═══ Material for the task ═══
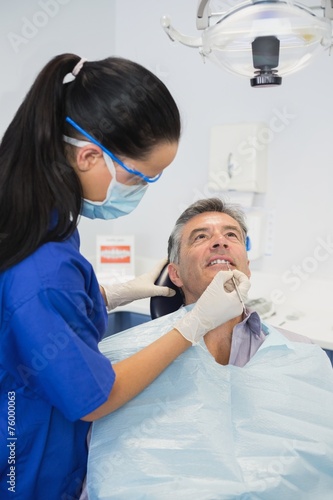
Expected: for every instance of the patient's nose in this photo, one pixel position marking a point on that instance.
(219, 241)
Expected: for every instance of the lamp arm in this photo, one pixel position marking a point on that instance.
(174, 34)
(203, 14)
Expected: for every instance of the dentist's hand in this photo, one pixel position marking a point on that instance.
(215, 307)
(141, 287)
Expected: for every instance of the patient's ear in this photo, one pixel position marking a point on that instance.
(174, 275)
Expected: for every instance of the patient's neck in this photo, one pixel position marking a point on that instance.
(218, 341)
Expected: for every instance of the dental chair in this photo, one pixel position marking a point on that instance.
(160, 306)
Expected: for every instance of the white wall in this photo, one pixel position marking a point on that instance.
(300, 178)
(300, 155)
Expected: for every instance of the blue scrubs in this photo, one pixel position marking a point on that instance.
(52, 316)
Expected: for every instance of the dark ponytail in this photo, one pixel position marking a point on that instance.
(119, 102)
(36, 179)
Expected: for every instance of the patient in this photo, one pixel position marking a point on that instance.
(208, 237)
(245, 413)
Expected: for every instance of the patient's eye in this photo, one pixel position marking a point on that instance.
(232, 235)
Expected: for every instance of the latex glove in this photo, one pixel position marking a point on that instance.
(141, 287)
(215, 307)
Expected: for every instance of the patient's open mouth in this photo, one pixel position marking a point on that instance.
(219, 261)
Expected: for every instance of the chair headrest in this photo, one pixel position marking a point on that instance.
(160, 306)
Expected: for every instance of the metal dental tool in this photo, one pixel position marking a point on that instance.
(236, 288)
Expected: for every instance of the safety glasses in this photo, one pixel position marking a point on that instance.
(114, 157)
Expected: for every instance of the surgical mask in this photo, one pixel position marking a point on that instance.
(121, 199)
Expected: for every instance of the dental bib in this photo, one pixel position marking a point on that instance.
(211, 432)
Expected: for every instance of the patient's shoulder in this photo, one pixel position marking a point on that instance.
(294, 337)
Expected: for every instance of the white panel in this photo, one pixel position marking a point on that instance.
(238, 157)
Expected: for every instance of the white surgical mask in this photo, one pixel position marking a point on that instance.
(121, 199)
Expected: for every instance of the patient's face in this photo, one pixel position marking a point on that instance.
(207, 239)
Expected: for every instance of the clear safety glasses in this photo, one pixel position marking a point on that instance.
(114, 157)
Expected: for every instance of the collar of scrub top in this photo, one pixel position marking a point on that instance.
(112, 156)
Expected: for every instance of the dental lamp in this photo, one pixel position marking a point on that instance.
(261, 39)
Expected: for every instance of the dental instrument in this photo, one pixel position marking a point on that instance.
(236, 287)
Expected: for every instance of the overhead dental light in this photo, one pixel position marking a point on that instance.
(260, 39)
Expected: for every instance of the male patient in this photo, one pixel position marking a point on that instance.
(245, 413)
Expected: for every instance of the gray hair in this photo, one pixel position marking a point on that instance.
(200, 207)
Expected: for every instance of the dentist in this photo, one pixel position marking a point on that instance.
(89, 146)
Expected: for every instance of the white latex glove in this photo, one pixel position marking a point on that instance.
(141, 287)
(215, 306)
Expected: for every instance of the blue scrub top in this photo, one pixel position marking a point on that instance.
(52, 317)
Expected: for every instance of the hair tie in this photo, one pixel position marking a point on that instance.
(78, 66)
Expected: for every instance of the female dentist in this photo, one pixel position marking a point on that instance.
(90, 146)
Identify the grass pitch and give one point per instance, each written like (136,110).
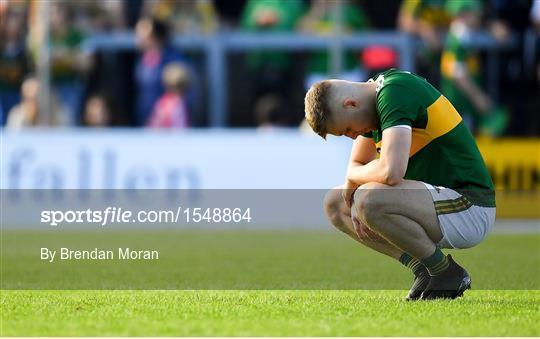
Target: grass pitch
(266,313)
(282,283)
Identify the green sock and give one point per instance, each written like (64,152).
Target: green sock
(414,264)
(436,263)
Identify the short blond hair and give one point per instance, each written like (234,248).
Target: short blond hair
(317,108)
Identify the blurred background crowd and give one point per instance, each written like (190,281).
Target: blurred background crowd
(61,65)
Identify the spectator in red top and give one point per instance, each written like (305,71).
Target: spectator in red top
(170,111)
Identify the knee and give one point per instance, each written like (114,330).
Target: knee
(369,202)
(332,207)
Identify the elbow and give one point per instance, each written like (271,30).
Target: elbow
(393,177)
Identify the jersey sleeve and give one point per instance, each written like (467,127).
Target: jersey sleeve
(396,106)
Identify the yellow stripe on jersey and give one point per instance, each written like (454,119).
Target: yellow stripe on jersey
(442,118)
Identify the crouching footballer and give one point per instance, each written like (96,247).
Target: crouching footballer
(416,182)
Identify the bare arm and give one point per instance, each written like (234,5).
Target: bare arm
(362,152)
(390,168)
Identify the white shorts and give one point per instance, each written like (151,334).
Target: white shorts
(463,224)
═══
**Brief**
Write out the records above exactly as they stand, leaving out every picture.

**Response to the exercise**
Expected: for every instance of the patient's nose in this photo, one pixel position marking a point on that instance.
(219, 241)
Expected: for every instance of the lamp arm in this photo, one pixel position marking a point on that instance.
(174, 34)
(203, 14)
Expected: for every instance of the dentist's hand in this photo, one pixel position marking a point on that instance.
(215, 307)
(141, 287)
Expected: for every instance of the patient's ear in this photo, one pixel position marking a point on that instance.
(174, 275)
Expected: for every instance of the patient's neck in this photo, one pixel position marking a point on that instance.
(218, 341)
Expected: for every instance of the dental chair in this photo, one pixel position marking a point on that instance.
(160, 306)
Expected: for every instance of the white wall in this photo, one pixel position marking a point on that instance.
(300, 178)
(300, 155)
Expected: for every instance of the blue scrubs in this photo, one pixel position marking a point on that instance.
(52, 316)
Expected: for every instance of the dark ponytail in this photo, one pixel position marking a point on that instance.
(119, 102)
(36, 179)
Expected: for every instance of the patient in this photo, one pixel position marking a point on that instance.
(208, 237)
(245, 413)
Expected: for every instance of the patient's eye in this photo, one pixel position marking a point on that instance.
(232, 235)
Expected: for every instance of the latex glove in this photo, one pixel position marking a point on that instance.
(141, 287)
(215, 307)
Expected: for every instance of the patient's open mouth in this photo, one pixel position marking a point on that instance.
(219, 261)
Expected: for every instance of the chair headrest in this photo, one pixel position marking a point on that instance.
(160, 306)
Expected: for every instance of the metal dental tool in this photo, one pixel position marking a point on that instance.
(236, 288)
Expected: for every instance of the safety glasses in this photo, one pixel position marking a point on that instance.
(114, 157)
Expected: for every instance of the surgical mask in this photo, one pixel position marking a point on that instance.
(121, 199)
Expected: for every instance of the dental bib in this photo, one pixel position marking a point on that instance.
(211, 432)
Expected: for every instance of the patient's shoulder in this photo, one pixel position marking a point on that instance.
(294, 337)
Expected: for every instance of the white panel in this photo, one pixel position marking a point on that instance.
(238, 157)
Expected: for every instance of the white surgical mask in this photo, one pixel position marking a point on that instance.
(121, 199)
Expected: for every instance of the patient's face in this photo, one pixel position marking a point on that instance.
(207, 239)
Expected: for every instance of the clear safety glasses in this photo, one pixel position marking a point on that instance.
(114, 157)
Expected: for every instance of the collar of scrub top in this photo, one pixel position marking a point on that instance.
(112, 156)
Expected: for every instance of the dental lamp in this photo, one pixel position marking a point on that instance.
(261, 39)
Expected: for every instance of the dental instrument in this photo, one pixel position marking a point on that instance.
(236, 287)
Expected: for every instance of the overhead dental light in this photo, one pixel position marking a point on that instance.
(260, 39)
Expected: for every instance of the male patient in this photo, one pixel position marking a point on that instance.
(245, 413)
Expected: for every instance of the gray hair in this photo, one pixel position marking a point on that instance.
(200, 207)
Expected: for every instance of the dentist in this photo, one pixel position marking a point on that instance.
(89, 146)
Expected: for every instance of the white latex glove in this photo, one pixel position marking a point on that instance.
(141, 287)
(215, 306)
Expected: for every instance of the blue scrub top in this photo, one pixel position marking a point on that instance.
(52, 317)
Expected: for every instance of the hair tie in this photo, one pixel position marking a point on that instance.
(78, 66)
Expected: for every instance of the female dentist in this photo, one pixel position marking a point on that instance.
(90, 146)
Identify the grass pitch and give one point per instance, each written like (136,110).
Target: grass pitch
(266,313)
(282,283)
Identify the green sock and give one point per instance, each written like (64,152).
Target: green sock
(414,264)
(436,263)
Identify the short blond hair and give one point per instance, each written like (234,248).
Target: short blond hair
(317,108)
Identify the blurred background crowd and give one point per instance, each written like (190,281).
Target: blurred background crowd
(61,65)
Identify the spectator in red top and give one point per instance, each written like (305,71).
Target: spectator in red top
(170,111)
Identify the knee and give one point per instance, each written like (114,330).
Target: knee
(369,202)
(332,207)
Identify the elbow and give one point per instance, each written like (271,30).
Target: elbow
(393,177)
Identify the jersey sleeve and give one point per instance, each written like (467,127).
Target: jersey sleeve
(396,106)
Identify the yellow stripe on jersey and give one point per instance, each written like (454,119).
Target: yellow stripe on jersey
(442,118)
Identify the crouching footballer and give one point per instance, each written like (96,247).
Target: crouching footballer
(416,182)
Identify the bare arm and give one point per instance, each written like (234,5).
Target: bare arm
(362,152)
(390,168)
Identify the white shorts and give one point per instance, each written like (151,334).
Target: white shorts
(463,224)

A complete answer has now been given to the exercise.